FRAGMENTO SELECCIONADO:
Hal Hartley, el director 'indie' más fascinante

Entre mediados y finales de los años ochenta surgió en Estados Unidos una nueva generación de cineastas jóvenes de gran valía, entre los que se encontraban Jim Jarmusch, Spike Lee, los hermanos Coen, Steven Soderbergh, Gus Van Sant o Hal Hartley.

En un primer momento, se les puso el calificativo de directores 'indies', por estar alejados de los grandes estudios y por su vinculación en mayor o menor medida con el denominado cine independiente norteamericano, cuyo «padre» había sido John Cassavetes en los años sesenta.

Todos ellos eran bastante distintos estilísticamente, pero tenían en común su originalidad a la hora de escribir y de contar sus respectivas historias, que, además, solían estar protagonizadas casi siempre por 'outsiders', por perdedores —al menos aparentemente— o por personas poco convencionales.

Con el tiempo, Soderbergh, Lee o Ethan y Joel Coen acabarían trabajando y triunfando también en Hollywood —de hecho, cada uno tiene como mínimo un Oscar en sus vitrinas—, con Van Sant a la zaga, mientras que Jarmusch y Hartley no llegarían a alcanzar nunca esas mismas cotas de éxito.

Aun así, también es cierto que las primeras películas de Hartley tuvieron muy buena acogida tanto en su país como en Europa, incluida también España. Recuerdo haber visto en aquel momento La increíble verdad, Trust (Confía en mí), Simple men o Amateur, que me fascinaron por completo.

REGISTROS DE DATOS:
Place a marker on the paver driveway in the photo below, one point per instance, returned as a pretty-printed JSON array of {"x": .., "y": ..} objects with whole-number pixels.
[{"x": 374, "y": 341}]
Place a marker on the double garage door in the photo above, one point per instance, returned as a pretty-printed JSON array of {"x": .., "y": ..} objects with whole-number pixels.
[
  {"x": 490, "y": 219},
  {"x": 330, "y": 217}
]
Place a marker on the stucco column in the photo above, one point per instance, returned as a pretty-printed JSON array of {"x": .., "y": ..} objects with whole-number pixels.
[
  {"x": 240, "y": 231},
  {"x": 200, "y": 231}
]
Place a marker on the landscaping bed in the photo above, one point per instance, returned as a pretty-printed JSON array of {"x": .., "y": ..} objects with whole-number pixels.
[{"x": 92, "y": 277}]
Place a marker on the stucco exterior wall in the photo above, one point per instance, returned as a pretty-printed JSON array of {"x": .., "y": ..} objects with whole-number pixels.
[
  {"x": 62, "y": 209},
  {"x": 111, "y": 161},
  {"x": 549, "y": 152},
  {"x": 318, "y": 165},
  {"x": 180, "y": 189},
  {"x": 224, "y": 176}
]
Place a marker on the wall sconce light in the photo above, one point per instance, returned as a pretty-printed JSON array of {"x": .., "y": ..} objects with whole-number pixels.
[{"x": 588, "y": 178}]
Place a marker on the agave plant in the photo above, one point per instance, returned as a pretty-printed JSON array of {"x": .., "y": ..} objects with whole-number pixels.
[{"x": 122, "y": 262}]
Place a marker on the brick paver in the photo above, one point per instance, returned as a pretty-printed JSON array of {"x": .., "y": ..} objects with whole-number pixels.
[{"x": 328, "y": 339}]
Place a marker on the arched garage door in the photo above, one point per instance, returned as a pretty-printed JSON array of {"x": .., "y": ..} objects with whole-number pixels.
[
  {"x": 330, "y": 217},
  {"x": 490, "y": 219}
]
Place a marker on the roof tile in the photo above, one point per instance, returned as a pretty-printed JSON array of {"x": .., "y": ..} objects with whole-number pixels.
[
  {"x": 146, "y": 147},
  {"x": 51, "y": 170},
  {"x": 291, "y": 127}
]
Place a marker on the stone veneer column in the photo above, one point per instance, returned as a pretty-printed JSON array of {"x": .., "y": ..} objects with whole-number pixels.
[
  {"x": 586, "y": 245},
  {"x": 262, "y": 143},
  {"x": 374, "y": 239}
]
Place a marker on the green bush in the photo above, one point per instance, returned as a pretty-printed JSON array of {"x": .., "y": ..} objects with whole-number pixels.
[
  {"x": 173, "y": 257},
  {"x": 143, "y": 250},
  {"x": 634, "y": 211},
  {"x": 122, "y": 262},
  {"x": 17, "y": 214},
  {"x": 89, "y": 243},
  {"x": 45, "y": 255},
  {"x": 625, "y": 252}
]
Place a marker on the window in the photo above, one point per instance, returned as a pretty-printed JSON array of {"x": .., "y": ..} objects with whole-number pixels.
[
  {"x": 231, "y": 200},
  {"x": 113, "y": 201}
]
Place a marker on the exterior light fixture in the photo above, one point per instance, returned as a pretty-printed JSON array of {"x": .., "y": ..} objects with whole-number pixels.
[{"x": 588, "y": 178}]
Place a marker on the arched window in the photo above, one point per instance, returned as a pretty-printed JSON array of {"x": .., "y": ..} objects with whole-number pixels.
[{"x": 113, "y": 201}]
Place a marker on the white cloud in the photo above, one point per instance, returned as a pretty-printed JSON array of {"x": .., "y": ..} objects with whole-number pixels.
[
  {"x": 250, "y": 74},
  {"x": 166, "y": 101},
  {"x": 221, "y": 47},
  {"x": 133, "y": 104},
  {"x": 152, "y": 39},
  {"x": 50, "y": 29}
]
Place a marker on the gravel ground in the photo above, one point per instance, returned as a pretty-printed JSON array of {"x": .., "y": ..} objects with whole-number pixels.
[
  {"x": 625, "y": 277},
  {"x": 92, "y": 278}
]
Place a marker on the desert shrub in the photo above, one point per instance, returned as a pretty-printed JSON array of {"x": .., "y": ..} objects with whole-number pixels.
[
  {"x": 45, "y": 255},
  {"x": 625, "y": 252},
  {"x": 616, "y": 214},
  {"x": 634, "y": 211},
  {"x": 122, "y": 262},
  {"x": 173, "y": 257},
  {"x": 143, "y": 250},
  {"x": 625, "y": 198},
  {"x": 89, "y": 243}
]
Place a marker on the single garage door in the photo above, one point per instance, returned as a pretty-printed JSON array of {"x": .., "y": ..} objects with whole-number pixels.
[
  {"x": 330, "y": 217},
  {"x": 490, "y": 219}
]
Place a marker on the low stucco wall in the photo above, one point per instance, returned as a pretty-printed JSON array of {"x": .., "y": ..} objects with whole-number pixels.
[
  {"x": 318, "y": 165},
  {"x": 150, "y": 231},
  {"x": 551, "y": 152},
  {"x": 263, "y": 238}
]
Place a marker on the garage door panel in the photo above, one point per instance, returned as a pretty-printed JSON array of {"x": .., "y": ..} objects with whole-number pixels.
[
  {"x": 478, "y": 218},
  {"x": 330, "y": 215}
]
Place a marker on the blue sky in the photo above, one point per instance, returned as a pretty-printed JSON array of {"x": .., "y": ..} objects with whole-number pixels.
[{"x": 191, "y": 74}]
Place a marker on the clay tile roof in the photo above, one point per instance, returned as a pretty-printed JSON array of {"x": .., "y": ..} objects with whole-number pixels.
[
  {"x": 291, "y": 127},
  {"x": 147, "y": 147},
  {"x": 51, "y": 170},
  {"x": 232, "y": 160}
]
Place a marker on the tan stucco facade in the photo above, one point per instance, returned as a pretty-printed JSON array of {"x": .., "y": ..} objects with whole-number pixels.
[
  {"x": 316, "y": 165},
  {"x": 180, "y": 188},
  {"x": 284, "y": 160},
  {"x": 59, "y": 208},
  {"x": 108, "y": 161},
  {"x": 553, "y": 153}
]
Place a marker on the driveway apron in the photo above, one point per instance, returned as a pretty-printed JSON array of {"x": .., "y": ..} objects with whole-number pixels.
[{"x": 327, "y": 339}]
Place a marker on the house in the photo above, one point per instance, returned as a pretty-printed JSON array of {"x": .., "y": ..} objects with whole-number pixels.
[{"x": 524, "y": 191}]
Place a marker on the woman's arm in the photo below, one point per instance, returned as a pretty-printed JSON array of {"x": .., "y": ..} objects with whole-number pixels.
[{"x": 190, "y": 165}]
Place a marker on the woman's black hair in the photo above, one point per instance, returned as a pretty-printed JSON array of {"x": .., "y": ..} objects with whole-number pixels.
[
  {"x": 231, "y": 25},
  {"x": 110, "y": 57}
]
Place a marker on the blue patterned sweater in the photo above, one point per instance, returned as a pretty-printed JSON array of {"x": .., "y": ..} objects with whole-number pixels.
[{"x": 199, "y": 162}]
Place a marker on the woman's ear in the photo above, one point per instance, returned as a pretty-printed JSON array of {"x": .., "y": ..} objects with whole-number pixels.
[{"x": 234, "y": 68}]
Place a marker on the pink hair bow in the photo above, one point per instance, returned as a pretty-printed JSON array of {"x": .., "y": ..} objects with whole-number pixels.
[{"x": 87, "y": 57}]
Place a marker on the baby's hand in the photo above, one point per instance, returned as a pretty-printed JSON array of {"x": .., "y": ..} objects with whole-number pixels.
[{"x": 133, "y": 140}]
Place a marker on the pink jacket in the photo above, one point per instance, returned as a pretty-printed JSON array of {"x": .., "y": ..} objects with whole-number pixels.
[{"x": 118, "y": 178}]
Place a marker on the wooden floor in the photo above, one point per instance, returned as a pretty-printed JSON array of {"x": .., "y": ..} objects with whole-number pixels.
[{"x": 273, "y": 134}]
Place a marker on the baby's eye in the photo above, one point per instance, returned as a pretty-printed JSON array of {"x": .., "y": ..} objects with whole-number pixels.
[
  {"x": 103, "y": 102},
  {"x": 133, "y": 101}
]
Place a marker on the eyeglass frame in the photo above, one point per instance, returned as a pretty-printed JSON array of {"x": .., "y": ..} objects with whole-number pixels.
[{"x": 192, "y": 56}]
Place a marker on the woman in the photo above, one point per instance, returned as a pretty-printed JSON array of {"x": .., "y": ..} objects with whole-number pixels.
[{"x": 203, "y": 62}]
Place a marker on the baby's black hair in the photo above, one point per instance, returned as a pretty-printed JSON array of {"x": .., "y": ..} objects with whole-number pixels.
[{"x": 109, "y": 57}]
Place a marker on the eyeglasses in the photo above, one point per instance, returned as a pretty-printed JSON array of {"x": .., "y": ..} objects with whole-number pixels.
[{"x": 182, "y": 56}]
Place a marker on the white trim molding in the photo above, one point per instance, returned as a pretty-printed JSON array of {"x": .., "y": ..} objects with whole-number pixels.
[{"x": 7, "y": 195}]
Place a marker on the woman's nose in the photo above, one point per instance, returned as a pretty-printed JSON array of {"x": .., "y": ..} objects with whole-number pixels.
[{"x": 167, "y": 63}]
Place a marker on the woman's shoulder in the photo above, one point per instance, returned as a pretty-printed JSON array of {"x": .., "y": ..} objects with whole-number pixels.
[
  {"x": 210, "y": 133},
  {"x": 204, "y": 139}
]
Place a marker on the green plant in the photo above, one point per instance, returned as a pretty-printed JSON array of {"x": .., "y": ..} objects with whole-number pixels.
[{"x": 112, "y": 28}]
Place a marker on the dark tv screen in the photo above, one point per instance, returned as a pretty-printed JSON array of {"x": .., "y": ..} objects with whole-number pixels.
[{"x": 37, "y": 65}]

QUÉ HACER:
1. Según el fragmento sobre Hal Hartley, ¿a quién se consideraba el «padre» del cine independiente norteamericano?
2. ¿Podrías continuar el fragmento sobre Hal Hartley a partir de su última oración?
Los registros no hacen falta para resolver nada de esto.

RESULTADOS POR TAREA:
1. A John Cassavetes, en los años sesenta.

2.
En cierto modo, podríamos decir que las cuatro eran comedias románticas, ya que cada una de ellas contaba con una potente historia de amor y también con numerosos y brillantes elementos humorísticos, a menudo bastante próximos al surrealismo, aunque al mismo tiempo había también en esos filmes detalles propios del cine de intriga y de los melodramas, una circunstancia que contribuía a hacerlos aún más atractivos.

La mezcla de géneros era ya por aquel entonces una de las señas de identidad del cine de Hartley, junto con la elección de personajes un poco al margen de la sociedad para protagonizar sus duales historias de amor y desamor, como por ejemplo un exconvicto que trabajaba como mecánico y una adolescente apocalíptica que había sido admitida en Harvard, o un técnico misántropo en paro y una joven soñadora que había sido abandonada por su novio tras haber quedado embarazada.

Visual y argumentalmente, aquellas primeras películas de Hartley tenían también mucho del encanto y la ligereza de los filmes iniciales del gran Jean-Luc Godard, un director al que, por cierto, él admiraba muy especialmente.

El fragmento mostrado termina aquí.